■ Fragmento seleccionado
"""
En lo argumental, la relación entre hermanos es uno de los tesoros de la cinta, y ofrece a dos personajes maravillosamente escritos que no son otra cosa que auténticos regalos para los dos jóvenes actores que los encarnan con apasionada entrega. Irónicamente en una película donde cada plano parece una cuestión de estilo, las mejores secuencias no son las que exhiben ese virtuosismo formal del director, sino en las que Mulligan y Fassbender comparten plano. Grandes actores cuyas miradas, confrontadas en esos medidos primeros planos, fulminan la turbia historia que cuenta Shame en su superficie y traslucen la ausencia de familia y la imposibilidad de pertenencia como verdaderos motores de la película.

Fassbender compone, en definitiva, el arquetipo del hombre que lo tiene todo pero que, al carecer de valores, se siente totalmente huérfano, esa orfandad que encierra la trampa del hombre moderno. La única herencia es un pasado tormentoso, que se sortea con un éxito social inerte e intrascendente, un pasado al que se puede hacer callar a través del sexo y de la pornografía, a través de la degradación de uno mismo. Porque cuanto menos persona se es, menos se sufre.
"""
■ Datos proporcionados
"""
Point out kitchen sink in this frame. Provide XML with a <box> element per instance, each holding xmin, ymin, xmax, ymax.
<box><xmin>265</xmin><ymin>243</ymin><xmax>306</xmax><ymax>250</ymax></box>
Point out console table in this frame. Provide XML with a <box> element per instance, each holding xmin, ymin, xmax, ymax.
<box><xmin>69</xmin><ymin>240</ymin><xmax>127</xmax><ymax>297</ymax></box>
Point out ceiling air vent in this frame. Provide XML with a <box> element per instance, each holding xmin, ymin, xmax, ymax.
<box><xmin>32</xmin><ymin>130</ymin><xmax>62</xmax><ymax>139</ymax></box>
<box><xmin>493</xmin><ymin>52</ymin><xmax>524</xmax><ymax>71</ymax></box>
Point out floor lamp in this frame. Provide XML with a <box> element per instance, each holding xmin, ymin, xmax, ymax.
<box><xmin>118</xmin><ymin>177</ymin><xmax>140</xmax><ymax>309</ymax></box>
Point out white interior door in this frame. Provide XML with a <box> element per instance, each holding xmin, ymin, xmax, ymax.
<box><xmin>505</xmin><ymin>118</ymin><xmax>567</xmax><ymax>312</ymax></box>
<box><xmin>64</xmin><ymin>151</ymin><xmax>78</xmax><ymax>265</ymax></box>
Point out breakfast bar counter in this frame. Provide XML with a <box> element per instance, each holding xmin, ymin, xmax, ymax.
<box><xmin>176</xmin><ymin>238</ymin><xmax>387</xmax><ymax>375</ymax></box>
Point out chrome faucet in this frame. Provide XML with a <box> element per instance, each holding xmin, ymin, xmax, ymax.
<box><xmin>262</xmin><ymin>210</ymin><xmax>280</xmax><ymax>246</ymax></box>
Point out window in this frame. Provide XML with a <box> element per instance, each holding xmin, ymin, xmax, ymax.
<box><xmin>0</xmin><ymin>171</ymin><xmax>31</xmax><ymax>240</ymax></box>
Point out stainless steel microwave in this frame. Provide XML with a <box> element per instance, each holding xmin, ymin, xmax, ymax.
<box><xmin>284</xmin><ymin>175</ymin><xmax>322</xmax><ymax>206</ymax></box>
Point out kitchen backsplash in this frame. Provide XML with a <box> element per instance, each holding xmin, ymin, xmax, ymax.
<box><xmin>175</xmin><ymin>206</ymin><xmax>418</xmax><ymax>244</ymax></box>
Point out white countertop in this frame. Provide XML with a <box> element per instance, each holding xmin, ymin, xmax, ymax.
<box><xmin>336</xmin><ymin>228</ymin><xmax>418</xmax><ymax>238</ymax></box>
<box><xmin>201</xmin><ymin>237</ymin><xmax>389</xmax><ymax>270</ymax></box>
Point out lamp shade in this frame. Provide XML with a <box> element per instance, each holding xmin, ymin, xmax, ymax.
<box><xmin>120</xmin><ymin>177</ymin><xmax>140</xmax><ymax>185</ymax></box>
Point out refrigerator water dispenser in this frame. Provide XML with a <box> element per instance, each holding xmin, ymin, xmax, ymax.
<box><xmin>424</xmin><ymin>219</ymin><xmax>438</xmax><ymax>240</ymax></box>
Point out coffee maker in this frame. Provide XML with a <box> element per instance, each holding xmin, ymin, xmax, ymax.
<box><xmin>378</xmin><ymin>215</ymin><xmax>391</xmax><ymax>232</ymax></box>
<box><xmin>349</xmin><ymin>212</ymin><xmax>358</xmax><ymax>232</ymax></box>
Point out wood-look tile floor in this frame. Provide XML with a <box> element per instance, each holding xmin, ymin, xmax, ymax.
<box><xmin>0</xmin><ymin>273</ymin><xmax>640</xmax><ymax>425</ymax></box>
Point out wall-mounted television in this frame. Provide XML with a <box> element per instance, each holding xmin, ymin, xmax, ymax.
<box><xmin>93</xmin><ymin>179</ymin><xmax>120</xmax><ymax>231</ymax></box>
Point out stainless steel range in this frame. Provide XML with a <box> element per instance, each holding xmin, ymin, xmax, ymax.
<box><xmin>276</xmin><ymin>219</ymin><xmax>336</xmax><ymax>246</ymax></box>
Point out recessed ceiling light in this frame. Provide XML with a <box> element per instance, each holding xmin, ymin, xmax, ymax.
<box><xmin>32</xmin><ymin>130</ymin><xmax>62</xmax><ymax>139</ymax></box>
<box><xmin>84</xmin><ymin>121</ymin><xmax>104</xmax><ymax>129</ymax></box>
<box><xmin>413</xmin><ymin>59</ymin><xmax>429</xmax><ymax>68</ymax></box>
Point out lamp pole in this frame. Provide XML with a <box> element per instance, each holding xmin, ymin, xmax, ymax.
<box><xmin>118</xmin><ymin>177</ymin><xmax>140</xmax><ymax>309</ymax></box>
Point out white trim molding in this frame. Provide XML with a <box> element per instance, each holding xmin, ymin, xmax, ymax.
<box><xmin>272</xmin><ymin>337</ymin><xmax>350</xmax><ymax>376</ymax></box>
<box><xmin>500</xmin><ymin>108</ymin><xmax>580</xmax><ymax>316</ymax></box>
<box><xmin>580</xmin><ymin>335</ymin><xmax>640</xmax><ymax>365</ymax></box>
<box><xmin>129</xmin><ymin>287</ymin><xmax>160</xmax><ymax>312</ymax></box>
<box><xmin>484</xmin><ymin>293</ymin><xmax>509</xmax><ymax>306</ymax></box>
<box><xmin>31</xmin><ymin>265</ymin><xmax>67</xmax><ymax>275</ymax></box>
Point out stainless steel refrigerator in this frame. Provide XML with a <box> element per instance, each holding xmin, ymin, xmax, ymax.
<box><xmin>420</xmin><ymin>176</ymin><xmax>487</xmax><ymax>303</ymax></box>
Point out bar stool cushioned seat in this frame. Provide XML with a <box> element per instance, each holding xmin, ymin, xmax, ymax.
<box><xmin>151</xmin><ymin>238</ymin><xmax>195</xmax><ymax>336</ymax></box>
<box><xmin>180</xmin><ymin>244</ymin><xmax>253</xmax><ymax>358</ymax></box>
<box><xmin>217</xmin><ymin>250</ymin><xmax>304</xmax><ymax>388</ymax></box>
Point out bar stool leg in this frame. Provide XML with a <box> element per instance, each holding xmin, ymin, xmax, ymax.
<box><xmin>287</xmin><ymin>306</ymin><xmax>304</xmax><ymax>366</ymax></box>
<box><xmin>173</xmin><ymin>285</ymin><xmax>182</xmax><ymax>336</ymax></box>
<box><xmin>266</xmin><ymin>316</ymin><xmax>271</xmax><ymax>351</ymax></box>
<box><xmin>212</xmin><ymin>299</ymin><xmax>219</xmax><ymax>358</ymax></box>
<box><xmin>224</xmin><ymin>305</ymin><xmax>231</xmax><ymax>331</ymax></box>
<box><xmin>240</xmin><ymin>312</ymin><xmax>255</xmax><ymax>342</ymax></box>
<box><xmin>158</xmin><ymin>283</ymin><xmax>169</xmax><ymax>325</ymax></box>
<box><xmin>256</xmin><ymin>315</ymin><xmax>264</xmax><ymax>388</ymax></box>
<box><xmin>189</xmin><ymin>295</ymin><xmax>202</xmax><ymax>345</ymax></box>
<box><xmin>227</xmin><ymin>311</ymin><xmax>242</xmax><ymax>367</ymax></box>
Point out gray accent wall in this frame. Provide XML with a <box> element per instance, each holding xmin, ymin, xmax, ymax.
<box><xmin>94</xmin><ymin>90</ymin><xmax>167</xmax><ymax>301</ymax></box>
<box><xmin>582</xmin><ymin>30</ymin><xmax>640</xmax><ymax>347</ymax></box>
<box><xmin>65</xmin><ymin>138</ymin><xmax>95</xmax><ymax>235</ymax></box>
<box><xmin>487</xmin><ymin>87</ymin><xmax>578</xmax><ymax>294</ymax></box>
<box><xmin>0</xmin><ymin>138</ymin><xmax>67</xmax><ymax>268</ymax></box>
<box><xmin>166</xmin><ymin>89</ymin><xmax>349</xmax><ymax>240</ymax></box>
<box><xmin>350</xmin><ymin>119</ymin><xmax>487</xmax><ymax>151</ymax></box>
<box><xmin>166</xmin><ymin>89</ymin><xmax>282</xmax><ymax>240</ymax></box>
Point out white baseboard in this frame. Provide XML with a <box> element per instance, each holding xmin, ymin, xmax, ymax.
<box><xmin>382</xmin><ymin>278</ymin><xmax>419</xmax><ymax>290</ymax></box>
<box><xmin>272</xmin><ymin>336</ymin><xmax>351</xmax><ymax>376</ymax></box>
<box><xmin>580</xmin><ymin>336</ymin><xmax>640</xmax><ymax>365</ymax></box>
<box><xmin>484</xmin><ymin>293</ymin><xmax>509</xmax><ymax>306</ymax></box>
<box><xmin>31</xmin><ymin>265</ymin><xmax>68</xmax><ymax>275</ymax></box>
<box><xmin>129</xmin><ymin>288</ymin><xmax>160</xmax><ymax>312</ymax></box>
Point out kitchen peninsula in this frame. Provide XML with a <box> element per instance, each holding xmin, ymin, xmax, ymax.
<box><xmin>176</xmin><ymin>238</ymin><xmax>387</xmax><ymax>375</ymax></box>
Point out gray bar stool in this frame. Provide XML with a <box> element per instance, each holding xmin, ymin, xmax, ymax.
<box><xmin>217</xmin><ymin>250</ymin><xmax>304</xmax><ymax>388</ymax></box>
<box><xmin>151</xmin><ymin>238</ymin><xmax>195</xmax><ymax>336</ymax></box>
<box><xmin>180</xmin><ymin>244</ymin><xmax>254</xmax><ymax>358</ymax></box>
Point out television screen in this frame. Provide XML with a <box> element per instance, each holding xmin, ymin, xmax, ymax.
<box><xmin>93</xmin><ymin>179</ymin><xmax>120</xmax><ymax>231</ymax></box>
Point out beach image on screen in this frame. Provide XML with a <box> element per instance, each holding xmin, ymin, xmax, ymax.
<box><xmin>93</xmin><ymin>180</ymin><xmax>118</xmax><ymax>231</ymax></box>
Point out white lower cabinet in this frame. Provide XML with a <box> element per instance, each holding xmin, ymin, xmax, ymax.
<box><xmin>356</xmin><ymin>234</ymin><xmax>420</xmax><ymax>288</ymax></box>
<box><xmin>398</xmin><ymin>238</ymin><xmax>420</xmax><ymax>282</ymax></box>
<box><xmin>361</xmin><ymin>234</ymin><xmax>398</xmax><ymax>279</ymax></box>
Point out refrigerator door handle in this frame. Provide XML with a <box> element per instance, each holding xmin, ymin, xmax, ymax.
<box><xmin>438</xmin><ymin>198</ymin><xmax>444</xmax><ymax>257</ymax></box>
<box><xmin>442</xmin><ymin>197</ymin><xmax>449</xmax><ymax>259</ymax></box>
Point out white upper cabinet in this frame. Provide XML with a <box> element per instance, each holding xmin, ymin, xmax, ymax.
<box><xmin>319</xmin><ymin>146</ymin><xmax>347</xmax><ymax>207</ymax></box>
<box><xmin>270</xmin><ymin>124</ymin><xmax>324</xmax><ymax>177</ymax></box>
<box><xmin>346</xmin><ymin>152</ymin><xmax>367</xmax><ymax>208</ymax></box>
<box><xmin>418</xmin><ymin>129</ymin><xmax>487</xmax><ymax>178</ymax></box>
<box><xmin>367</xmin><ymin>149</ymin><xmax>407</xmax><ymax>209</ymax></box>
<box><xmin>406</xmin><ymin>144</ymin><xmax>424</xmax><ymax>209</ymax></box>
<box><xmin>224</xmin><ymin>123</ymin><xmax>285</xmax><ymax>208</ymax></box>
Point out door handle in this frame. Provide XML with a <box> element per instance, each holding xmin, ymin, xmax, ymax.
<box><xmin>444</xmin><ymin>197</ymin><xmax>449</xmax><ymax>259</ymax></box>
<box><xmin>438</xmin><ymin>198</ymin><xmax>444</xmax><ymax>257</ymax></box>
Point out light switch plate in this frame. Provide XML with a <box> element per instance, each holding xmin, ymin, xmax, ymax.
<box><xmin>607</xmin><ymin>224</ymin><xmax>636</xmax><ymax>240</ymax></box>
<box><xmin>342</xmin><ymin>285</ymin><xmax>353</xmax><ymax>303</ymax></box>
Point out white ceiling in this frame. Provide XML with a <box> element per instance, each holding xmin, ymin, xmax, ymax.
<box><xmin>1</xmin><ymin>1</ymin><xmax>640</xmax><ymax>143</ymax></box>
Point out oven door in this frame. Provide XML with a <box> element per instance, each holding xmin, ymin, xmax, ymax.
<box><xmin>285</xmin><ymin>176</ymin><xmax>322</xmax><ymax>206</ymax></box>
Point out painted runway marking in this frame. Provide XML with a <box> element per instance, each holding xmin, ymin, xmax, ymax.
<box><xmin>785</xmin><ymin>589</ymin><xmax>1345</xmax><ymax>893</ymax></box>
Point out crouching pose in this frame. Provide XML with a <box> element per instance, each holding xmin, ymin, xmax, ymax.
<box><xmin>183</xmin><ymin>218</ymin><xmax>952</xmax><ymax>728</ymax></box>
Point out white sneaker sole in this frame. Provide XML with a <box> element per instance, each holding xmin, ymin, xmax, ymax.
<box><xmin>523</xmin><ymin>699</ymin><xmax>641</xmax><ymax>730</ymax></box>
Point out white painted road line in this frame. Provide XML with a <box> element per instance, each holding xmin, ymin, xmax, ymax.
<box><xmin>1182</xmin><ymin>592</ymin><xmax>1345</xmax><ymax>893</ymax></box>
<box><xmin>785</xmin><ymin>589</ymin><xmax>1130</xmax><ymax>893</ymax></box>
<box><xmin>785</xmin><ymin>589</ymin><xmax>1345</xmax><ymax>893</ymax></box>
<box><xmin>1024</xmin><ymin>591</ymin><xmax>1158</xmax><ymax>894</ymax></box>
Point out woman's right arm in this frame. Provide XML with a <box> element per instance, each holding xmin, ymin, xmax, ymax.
"""
■ Tareas a realizar
1 – Según la crítica de Shame, ¿cuáles son las mejores secuencias de la película?
2 – Reproduzca el pasaje de la crítica de Shame que comienza con las palabras "Fassbender compone, en" y concluye con "menos se sufre.".
3 – Prosiga la crítica de la película Shame a partir del punto en que se detiene.

■ Clave de respuestas
1 – Aquellas en las que Mulligan y Fassbender comparten plano.

2 –
Fassbender compone, en definitiva, el arquetipo del hombre que lo tiene todo pero que, al carecer de valores, se siente totalmente huérfano, esa orfandad que encierra la trampa del hombre moderno. La única herencia es un pasado tormentoso, que se sortea con un éxito social inerte e intrascendente, un pasado al que se puede hacer callar a través del sexo y de la pornografía, a través de la degradación de uno mismo. Porque cuanto menos persona se es, menos se sufre.

3 –
Dentro de la sofisticación y la supuesta turbiedad sobre la que McQueen ha querido envolver su película, Shame resulta en el fondo una película bastante ingenua. La mujer con la que el protagonista se encuentra en el metro en repetidas ocasiones a modo de moraleja, las heridas mortales que se infringen algunos personajes y que no acaban con la vida de nadie, la sensación constante de moralina en forma de relato oscuro, las decisiones de guión previsibles o los recursos formales que ahogan al propio relato, son algunas de las fisuras que transparentan esa ingenuidad.

A pesar de todo ello, hay algo aquí que trasciende esa impertinencia en el protagonismo de lo estético, y no es otra cosa que la conmovedora historia que hay tras ella, sorteando lo visual en lugar de ayudarse de él. Su mayor virtud es la pasión inquebrantable por mostrar la indefensión de dos adultos que son, en el fondo, niños asustados en un mundo que nunca les enseñó cómo convivir con el dolor del pasado. Por eso Shame resulta tan cercana. Porque en el fondo habla de nosotros mismos.